→ Given task: Reproduce every line of the data below word for word, keeping the original order.

→ Exercise data:
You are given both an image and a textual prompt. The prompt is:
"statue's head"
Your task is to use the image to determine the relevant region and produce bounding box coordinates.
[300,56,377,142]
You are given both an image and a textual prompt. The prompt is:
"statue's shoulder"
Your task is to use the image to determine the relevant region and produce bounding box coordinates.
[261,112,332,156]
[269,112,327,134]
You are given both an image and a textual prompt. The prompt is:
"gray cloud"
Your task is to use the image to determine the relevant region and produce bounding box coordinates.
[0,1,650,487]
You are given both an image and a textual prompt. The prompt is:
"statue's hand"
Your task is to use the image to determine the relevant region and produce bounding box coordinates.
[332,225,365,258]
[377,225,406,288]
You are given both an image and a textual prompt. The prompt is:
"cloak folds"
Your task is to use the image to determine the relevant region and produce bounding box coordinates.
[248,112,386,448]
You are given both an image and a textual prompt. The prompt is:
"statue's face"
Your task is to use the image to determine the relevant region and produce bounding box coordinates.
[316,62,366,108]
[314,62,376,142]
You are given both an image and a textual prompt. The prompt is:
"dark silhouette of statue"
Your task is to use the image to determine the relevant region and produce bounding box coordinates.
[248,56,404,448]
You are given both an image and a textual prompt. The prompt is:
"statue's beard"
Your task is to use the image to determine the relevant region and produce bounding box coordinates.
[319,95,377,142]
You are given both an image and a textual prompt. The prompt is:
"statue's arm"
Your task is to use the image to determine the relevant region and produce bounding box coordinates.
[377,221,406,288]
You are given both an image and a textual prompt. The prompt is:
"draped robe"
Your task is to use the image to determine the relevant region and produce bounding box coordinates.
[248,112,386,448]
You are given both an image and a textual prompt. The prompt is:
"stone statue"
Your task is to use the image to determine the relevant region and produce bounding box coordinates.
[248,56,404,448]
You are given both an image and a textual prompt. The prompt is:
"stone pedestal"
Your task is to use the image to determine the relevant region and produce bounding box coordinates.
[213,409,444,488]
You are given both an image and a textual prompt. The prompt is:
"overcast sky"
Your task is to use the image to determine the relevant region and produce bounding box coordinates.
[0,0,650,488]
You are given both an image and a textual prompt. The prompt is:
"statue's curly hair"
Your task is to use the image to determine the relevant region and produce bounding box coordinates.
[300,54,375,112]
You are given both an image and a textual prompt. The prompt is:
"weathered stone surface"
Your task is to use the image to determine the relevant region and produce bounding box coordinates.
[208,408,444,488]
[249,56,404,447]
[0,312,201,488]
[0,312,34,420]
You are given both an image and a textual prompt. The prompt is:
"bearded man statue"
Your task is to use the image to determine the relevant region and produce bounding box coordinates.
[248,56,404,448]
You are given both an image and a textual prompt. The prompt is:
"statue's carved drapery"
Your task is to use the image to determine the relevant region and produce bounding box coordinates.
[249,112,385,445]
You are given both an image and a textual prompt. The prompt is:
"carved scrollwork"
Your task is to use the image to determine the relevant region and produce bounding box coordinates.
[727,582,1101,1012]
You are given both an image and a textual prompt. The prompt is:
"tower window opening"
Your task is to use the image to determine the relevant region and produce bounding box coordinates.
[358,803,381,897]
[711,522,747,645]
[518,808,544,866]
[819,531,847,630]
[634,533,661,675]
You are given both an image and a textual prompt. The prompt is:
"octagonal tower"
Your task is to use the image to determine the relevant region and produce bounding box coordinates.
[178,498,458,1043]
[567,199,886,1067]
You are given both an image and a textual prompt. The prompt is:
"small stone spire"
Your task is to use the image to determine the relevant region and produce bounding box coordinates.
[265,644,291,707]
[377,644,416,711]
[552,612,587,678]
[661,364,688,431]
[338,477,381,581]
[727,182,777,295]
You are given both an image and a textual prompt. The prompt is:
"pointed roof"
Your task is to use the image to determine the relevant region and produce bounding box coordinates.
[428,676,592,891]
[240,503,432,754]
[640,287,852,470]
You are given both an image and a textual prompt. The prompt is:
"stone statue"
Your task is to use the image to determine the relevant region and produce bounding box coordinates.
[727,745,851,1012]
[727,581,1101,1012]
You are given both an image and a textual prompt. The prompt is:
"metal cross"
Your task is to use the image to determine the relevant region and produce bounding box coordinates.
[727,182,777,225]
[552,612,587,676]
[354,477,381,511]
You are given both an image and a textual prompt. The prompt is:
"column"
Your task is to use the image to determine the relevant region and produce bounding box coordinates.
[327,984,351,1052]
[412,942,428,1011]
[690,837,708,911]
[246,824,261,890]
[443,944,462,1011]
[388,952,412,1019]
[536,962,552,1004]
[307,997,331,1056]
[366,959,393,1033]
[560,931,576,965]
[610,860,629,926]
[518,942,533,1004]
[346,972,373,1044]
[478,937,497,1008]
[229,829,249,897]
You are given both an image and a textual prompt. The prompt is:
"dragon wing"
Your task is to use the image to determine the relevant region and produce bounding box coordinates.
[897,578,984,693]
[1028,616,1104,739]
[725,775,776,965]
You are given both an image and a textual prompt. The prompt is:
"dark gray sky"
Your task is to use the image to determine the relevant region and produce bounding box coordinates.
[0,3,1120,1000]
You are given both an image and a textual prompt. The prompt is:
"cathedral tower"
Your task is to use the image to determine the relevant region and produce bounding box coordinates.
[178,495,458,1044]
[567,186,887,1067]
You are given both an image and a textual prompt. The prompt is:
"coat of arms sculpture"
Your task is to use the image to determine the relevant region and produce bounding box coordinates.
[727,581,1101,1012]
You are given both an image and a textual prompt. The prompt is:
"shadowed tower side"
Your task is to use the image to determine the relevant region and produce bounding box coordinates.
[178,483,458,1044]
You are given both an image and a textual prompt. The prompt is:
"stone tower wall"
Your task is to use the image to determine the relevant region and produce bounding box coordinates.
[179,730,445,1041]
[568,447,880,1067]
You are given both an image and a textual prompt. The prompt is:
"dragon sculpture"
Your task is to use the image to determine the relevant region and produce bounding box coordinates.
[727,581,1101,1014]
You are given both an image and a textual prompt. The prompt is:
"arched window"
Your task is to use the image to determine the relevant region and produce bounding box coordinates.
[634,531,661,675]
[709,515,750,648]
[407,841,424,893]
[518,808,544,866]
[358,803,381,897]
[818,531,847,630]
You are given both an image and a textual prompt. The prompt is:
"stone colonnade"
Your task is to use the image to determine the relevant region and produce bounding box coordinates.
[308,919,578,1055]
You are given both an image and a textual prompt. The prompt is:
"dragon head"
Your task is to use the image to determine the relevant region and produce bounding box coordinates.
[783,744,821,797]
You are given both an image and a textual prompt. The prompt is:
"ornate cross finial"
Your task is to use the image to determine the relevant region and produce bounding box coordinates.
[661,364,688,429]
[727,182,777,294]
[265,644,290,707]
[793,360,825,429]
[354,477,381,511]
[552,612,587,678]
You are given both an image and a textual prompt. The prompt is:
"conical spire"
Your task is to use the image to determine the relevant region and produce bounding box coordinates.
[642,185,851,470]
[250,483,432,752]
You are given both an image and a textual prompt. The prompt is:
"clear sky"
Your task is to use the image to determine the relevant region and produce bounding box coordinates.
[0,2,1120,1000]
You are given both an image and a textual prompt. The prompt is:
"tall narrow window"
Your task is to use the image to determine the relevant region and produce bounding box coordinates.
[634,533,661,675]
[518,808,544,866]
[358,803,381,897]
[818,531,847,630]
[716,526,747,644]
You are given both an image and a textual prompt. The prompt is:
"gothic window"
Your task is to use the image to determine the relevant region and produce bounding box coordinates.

→ Exercise result:
You are given both an image and a textual prompt. The prompt is:
"statue's head"
Your task is to use the image to determine the relevant region and produce bounding box coordinates.
[300,56,377,142]
You are given both an image and a textual prompt. The prompt is:
"statue's shoulder"
Your task is to use the image to determine the relevant region and produce bounding box coordinates.
[261,112,332,156]
[269,112,327,134]
You are given both an image and a textual prompt. The prompt is:
"gray cloud"
Your task is to use the image to determine the relevant region and produce bounding box coordinates.
[0,1,650,487]
You are given both an image and a textual prompt. The prompt is:
"statue's hand"
Your task is to use the image to determine the relevant region and produce bounding box coordinates.
[332,225,365,258]
[377,225,406,288]
You are given both an image and a textual prompt. The prompt is:
"cloak folds"
Your task is to use the image to determine the relevant region and produce bounding box coordinates.
[248,112,386,448]
You are given both an image and a textual prompt. The prompt is:
"statue's face"
Your task is to use the image to determine the relevant region and produce bounding box coordinates.
[316,62,366,108]
[314,62,376,142]
You are given both an image and a textual prompt. The prompt is:
"dark silhouette of statue"
Your task is to use the image to determine the relevant region and produce bounding box coordinates.
[248,56,404,448]
You are given both an image and a textual prompt. The prompt is:
"statue's beard"
Your task is to use the image to determine the relevant region and produce bounding box coordinates.
[319,95,377,142]
You are given both an image and a textual prompt. The prompt is:
"statue's arm"
Your task is to use the image to determine the relevant region and produce bounding box coordinates.
[377,221,406,288]
You are given both an image and a textual prompt. The prompt is:
"draped robe"
Your task is to use the image to determine the relevant region and produce bounding box coordinates.
[248,112,386,448]
You are given both an image and a textual prompt. The prompt is:
"stone statue"
Your task is to use the image to determine the relevant region and produce bounding box coordinates.
[248,56,404,448]
You are given both an image and a textual prompt. The prompt is:
"stone pedestal"
Your task is to use the image to determine the relevant region and produce bounding box coordinates.
[213,409,444,488]
You are given both an image and a textual prompt. The prompt is:
"overcast sky"
Your task is to use the image to determine the relevant region and produce bounding box coordinates.
[0,0,650,488]
You are given both an image and a textual prompt. The prompt is:
"statue's curly hair"
Your task is to use the image to determine the relevant region and produce bounding box coordinates.
[300,54,375,112]
You are given both an image and a textual prompt. The prompt is:
"weathered stone surface"
Your task is to use the image to determine the relevant region and produce bounding box coordinates.
[208,408,444,488]
[249,56,404,447]
[0,312,201,488]
[0,312,34,420]
You are given both an image and a textual prompt. The prompt is:
"bearded man statue"
Your task is to use the image to determine the relevant region and produce bounding box coordinates.
[248,56,404,448]
You are given both an image and a textual prompt. The prompt is:
"statue's carved drapery"
Your task is to use the image to determine the relevant region and produce bounding box coordinates.
[249,112,385,445]
You are given both an image and a textual prompt. The prompt is:
"carved scrollwork"
Your task is to use the image to determine the relevant region and produce bounding box coordinates.
[727,582,1101,1012]
You are given both an image and a textual prompt. The prompt is:
"tower window opening"
Your task is to use the image to determine the relevant region and produce bounding box coordinates.
[358,803,381,897]
[711,522,747,645]
[518,808,544,866]
[819,531,847,630]
[634,533,661,675]
You are given both an image and a textual prompt. The prompt is:
"octagonal tower"
Your task is to use the image to determine the relevant region and produce bounding box coordinates.
[178,498,458,1043]
[567,199,886,1067]
You are given both an image and a textual prompt. The prompt is:
"small stone spire"
Your task is to use the image to determine the relevant region and produce bounding box coordinates.
[265,644,291,707]
[377,644,416,711]
[552,612,587,678]
[661,364,688,431]
[338,477,381,581]
[727,182,777,295]
You are given both an image and a textual prompt. The prompt is:
"pointed roof"
Your task is to use the image to determine the relevant region and produce bounding box coordinates.
[428,676,592,891]
[240,503,432,754]
[640,287,852,470]
You are given both an image and a textual prompt. The prompt is:
"stone statue"
Your task is to use the image to determine the relevant region and produce bounding box coordinates.
[727,745,851,1012]
[727,581,1101,1012]
You are given both an image and a textual prompt. The prompt is:
"metal cross"
Your task is to use the image to determine the relevant region and produce bounding box coordinates.
[727,182,777,225]
[552,612,587,676]
[354,477,381,511]
You are given both an image and a textual prompt. The prompt is:
"column"
Your task is to use the image to determine the relevant region and produce bounding box coordinates.
[327,984,351,1052]
[412,942,428,1011]
[690,837,708,911]
[246,824,261,890]
[443,944,462,1011]
[388,952,412,1019]
[536,962,552,1004]
[307,997,331,1056]
[366,959,393,1033]
[560,931,576,965]
[610,860,629,926]
[518,942,533,1004]
[346,972,373,1044]
[478,937,497,1008]
[229,829,249,897]
You are given both an image and a textual prompt. The prompt is:
"dragon wing"
Your task is to use the image to determine the relevant region and produce bounding box coordinates.
[897,578,984,693]
[1028,616,1104,739]
[725,775,776,965]
You are given both an image and a textual prompt. The prompt is:
"dark gray sky"
Your task is to use the image to determine the relevant region and produce bounding box coordinates.
[0,3,1120,1000]
You are given both an image and a textual prompt. The prompt is:
"cathedral tower"
Your task is to use the image to determine the relevant region and produce bounding box coordinates.
[178,495,458,1044]
[567,186,887,1067]
You are given both an image and a textual prompt. The prompt is:
"coat of arms sculpture"
Your task is to use the image to determine the relevant region and produce bounding box coordinates.
[727,581,1101,1012]
You are given both an image and a textual prompt. The prompt is:
"shadowed tower side"
Your task is to use the image to determine the relevant region and produce bounding box coordinates.
[178,483,458,1044]
You are given both an image and a textual prompt. The prompt is:
"stone tower wall"
Your task is to use the image to determine the relevant region and produce bounding box coordinates.
[179,730,445,1041]
[568,447,880,1067]
You are given both an image and a textual prompt. The prompt is:
"dragon sculpture"
Your task is to use the image to determine the relevant region and produce bounding box coordinates.
[727,581,1101,1014]
You are given both an image and a textual prompt. The prompt is:
"arched window"
Your task is to use the image to determine the relevant region and produce bounding box coordinates.
[634,531,661,675]
[709,515,750,648]
[407,841,424,893]
[518,808,544,866]
[358,803,381,897]
[818,531,847,630]
You are given both an image and a textual prompt. The prompt is:
"stone colonnade"
Your task is to use the image to determine the relevant region and produce bounding box coordinates.
[308,919,578,1055]
You are given both an image and a textual prompt. The prompt is:
"dragon head"
Your task is to use the image to determine the relevant region and produce bounding box coordinates.
[783,744,821,797]
You are given both an image and a textual prompt. The prompt is:
"ornate cross finial"
Your task is to use the image to determine the relevant region and produce bounding box coordinates.
[661,364,688,429]
[727,182,777,294]
[265,644,290,707]
[793,360,825,429]
[354,477,381,511]
[552,612,587,678]
You are given both an image and a textual prompt. The prompt is:
"conical spire"
Your task is to use the image to determine the relevant region and produce bounding box coordinates.
[642,185,851,470]
[250,483,432,752]
You are given both an image and a textual prompt. The prompt is:
"clear sky"
Your task is to use the image to determine the relevant region and produce bounding box coordinates.
[0,2,1120,1000]
You are given both an image and a textual prompt. The prompt is:
"tall narrow window"
Your task is to use the image to determine the relevant region and produce bounding box coordinates.
[634,533,661,675]
[518,808,544,866]
[358,803,381,897]
[818,531,847,630]
[716,526,747,644]
You are given both an image and a textual prompt. The prompt is:
"gothic window"
Your task is to use the image to determine the relevant region and produce bounding box coordinates.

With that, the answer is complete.